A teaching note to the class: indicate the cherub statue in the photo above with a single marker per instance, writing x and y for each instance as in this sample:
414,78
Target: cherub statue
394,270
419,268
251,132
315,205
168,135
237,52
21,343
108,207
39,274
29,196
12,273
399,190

* * *

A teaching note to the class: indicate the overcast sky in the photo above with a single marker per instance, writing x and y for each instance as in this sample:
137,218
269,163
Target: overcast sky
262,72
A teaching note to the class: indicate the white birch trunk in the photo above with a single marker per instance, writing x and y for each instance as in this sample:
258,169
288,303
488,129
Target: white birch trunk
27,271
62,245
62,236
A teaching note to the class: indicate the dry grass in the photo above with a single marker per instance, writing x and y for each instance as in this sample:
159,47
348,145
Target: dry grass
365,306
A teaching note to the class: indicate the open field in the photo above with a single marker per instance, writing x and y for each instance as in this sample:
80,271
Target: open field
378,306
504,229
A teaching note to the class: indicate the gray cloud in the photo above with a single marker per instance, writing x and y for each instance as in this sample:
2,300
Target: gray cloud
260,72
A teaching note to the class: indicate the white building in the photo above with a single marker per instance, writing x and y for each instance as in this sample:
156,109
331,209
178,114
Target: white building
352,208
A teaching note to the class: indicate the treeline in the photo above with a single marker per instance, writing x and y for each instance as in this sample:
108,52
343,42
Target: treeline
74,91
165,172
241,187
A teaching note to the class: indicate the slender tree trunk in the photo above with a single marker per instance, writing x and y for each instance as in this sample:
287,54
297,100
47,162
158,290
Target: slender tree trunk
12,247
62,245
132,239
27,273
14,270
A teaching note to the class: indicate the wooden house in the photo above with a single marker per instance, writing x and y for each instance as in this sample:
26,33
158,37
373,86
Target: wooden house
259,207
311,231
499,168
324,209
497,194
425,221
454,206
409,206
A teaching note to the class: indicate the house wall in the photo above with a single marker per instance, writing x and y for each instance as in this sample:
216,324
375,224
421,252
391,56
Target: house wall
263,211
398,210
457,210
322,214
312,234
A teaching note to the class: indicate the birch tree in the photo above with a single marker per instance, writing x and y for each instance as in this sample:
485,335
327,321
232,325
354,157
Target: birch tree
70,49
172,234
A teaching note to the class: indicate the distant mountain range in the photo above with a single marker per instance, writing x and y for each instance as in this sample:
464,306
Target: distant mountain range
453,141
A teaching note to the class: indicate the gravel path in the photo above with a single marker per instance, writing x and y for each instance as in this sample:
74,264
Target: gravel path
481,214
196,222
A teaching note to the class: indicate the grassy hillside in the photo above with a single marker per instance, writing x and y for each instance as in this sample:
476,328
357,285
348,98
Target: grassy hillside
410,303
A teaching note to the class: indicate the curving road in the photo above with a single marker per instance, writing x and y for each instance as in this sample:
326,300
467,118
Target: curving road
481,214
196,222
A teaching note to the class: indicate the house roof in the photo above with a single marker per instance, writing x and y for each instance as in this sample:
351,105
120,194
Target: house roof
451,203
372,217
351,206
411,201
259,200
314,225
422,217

**Job**.
Pick out each of the lines above that contains the string "range". Case counts.

**Output below**.
A teaching note to the class: indicate the distant mountain range in the photo above with a single marker per instance, writing x and y for each instance as in this sample:
Target: distant mountain range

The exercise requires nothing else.